Taglio parlamentari, dopo referendum sparite riforme dei regolamenti e correttivi promessi dal Pd
Un sì vincolato. L’approvazione di una riforma costituzionale in cambio di una revisione immediata di regolamenti e regole parlamentari. Le condizioni che il Pd, ormai quasi un anno fa, ha posto per dare il via libera al taglio del numero dei parlamentari erano state messe in chiaro dall’allora segretario Nicola Zingaretti: sì alla riforma in cambio di “modifiche regolamentari”. Che, ad oggi, ancora non esistono. Niente riforma dei regolamenti parlamentari, niente correttivi costituzionali e niente riforme. Le promesse precedenti e successive al referendum sul taglio dei parlamentari che è stato celebrato – con una vittoria del sì – il 20 e il 21 settembre 2020, sembrano quasi sparite nel nulla. A nove mesi dal voto referendario gli adeguamenti ritenuti imprescindibili sembrano ancora lontani dal vedere la luce: vale per i regolamenti parlamentari (i primi, probabilmente, a poter sperare in una riforma), ma anche per i correttivi e per le riforme costituzionali. Che fine hanno fatto, quindi, tutte queste riforme? Ricordiamo che dalla prossima legislatura i deputati passeranno da 630 a 400 e i senatori da 315 a 200.

# Dati forniti

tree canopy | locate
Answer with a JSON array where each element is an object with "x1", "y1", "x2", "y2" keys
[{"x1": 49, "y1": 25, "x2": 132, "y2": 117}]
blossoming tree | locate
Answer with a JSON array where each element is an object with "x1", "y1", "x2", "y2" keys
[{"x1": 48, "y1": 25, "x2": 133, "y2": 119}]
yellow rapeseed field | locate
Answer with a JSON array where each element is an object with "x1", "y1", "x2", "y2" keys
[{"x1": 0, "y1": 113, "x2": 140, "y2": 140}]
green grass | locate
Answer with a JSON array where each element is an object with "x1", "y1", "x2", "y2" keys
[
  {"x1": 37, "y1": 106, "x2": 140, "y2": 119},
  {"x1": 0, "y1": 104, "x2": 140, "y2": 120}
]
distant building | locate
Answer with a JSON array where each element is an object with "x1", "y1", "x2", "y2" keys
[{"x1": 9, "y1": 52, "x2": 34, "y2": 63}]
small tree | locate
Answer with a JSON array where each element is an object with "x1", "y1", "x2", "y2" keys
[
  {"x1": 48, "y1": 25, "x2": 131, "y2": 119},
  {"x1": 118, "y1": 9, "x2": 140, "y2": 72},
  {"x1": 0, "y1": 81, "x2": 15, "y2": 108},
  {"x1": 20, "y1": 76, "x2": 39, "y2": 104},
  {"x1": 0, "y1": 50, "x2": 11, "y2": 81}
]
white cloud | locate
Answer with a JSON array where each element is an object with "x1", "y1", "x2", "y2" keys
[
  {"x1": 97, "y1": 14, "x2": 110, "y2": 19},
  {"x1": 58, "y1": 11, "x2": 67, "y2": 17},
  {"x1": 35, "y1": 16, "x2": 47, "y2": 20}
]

--

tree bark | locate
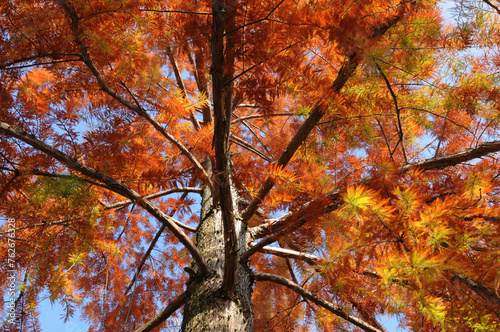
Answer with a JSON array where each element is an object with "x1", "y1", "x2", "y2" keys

# Consegna
Riscrivi per intero il testo sul taglio dei parlamentari, senza cambiare nulla. Le voci riportate qui non servono per svolgere l'esercizio.

# Soluzione
Taglio parlamentari, dopo referendum sparite riforme dei regolamenti e correttivi promessi dal Pd
Un sì vincolato. L’approvazione di una riforma costituzionale in cambio di una revisione immediata di regolamenti e regole parlamentari. Le condizioni che il Pd, ormai quasi un anno fa, ha posto per dare il via libera al taglio del numero dei parlamentari erano state messe in chiaro dall’allora segretario Nicola Zingaretti: sì alla riforma in cambio di “modifiche regolamentari”. Che, ad oggi, ancora non esistono. Niente riforma dei regolamenti parlamentari, niente correttivi costituzionali e niente riforme. Le promesse precedenti e successive al referendum sul taglio dei parlamentari che è stato celebrato – con una vittoria del sì – il 20 e il 21 settembre 2020, sembrano quasi sparite nel nulla. A nove mesi dal voto referendario gli adeguamenti ritenuti imprescindibili sembrano ancora lontani dal vedere la luce: vale per i regolamenti parlamentari (i primi, probabilmente, a poter sperare in una riforma), ma anche per i correttivi e per le riforme costituzionali. Che fine hanno fatto, quindi, tutte queste riforme? Ricordiamo che dalla prossima legislatura i deputati passeranno da 630 a 400 e i senatori da 315 a 200.